# What you are asked to do
Please copy out every line in the records below that includes the word "tree".

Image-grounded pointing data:

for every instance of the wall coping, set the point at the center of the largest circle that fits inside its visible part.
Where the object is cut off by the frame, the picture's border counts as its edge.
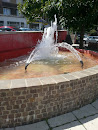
(51, 80)
(15, 32)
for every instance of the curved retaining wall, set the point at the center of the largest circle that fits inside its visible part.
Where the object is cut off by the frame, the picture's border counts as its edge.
(24, 101)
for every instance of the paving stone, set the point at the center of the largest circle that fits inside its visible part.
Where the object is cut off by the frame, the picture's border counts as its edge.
(85, 111)
(36, 126)
(76, 125)
(91, 122)
(95, 104)
(62, 119)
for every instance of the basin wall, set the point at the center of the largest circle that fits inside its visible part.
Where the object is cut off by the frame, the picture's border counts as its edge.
(14, 44)
(24, 101)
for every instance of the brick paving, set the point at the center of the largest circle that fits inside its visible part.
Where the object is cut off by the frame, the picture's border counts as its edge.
(85, 118)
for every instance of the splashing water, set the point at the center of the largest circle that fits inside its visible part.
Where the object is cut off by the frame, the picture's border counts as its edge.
(48, 47)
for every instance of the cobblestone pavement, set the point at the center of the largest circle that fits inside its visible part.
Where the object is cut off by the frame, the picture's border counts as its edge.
(85, 118)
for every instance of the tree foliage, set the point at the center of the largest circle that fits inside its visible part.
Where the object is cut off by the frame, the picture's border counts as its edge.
(77, 14)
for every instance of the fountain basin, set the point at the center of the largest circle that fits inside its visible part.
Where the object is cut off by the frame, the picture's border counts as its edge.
(24, 101)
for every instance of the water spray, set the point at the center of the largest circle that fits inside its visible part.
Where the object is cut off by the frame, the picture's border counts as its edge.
(48, 47)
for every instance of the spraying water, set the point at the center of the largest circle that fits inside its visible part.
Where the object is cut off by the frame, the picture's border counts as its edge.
(48, 47)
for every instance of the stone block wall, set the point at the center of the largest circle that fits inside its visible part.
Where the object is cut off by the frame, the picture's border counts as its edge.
(24, 101)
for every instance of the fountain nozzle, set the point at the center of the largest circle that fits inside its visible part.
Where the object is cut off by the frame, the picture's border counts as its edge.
(26, 66)
(81, 63)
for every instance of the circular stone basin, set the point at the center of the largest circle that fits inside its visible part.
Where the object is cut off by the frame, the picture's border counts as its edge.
(15, 68)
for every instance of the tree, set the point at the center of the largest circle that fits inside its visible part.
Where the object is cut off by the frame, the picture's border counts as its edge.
(77, 14)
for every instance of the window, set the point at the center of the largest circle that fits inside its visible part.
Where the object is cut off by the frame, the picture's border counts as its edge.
(6, 11)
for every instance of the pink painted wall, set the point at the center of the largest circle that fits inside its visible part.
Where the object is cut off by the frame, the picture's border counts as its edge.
(14, 44)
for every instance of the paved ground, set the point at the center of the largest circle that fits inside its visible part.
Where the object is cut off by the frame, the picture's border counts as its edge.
(85, 118)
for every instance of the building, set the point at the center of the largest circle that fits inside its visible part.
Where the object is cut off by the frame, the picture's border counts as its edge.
(9, 15)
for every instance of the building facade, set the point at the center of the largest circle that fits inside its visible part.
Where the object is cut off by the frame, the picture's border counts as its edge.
(9, 15)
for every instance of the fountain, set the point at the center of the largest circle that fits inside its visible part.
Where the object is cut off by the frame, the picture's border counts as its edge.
(25, 100)
(48, 47)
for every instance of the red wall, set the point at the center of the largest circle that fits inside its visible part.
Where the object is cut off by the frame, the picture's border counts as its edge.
(14, 44)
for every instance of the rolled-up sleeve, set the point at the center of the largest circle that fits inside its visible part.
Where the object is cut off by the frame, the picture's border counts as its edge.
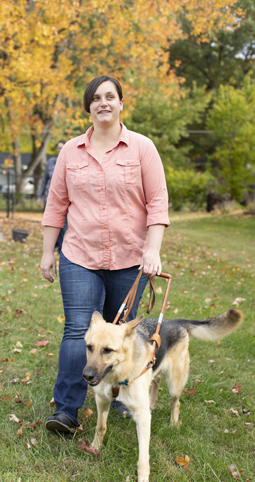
(154, 184)
(57, 202)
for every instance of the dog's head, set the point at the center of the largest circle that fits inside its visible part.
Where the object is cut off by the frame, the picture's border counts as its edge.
(107, 346)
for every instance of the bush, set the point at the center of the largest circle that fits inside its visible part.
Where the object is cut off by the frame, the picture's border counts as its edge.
(187, 187)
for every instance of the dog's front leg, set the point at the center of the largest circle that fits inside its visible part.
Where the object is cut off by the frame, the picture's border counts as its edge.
(103, 407)
(142, 418)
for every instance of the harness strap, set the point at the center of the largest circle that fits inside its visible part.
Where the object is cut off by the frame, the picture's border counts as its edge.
(155, 339)
(130, 298)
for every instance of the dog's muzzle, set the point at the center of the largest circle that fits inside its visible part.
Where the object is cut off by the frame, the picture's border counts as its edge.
(92, 376)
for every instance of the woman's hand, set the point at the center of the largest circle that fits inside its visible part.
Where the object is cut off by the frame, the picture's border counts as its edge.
(151, 263)
(48, 262)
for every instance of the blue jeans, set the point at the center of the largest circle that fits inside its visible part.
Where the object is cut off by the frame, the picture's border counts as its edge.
(85, 291)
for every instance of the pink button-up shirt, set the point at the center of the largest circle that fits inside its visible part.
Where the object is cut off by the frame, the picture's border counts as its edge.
(110, 205)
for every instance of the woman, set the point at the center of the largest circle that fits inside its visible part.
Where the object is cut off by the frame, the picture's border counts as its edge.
(111, 181)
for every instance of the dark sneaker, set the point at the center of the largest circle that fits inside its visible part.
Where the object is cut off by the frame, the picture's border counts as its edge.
(61, 422)
(121, 409)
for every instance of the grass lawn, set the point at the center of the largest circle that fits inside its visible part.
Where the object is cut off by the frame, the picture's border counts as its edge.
(211, 259)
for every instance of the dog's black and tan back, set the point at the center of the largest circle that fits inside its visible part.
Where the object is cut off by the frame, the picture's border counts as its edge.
(118, 354)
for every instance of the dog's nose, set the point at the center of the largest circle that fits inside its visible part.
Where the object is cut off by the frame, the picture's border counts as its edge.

# Expected answer
for every instance of the tree foliage, set the point at the center of the largest circle that fits inside its visible part.
for every instance of the tree, set the point at the center of the largest circle that fits inside its visible part.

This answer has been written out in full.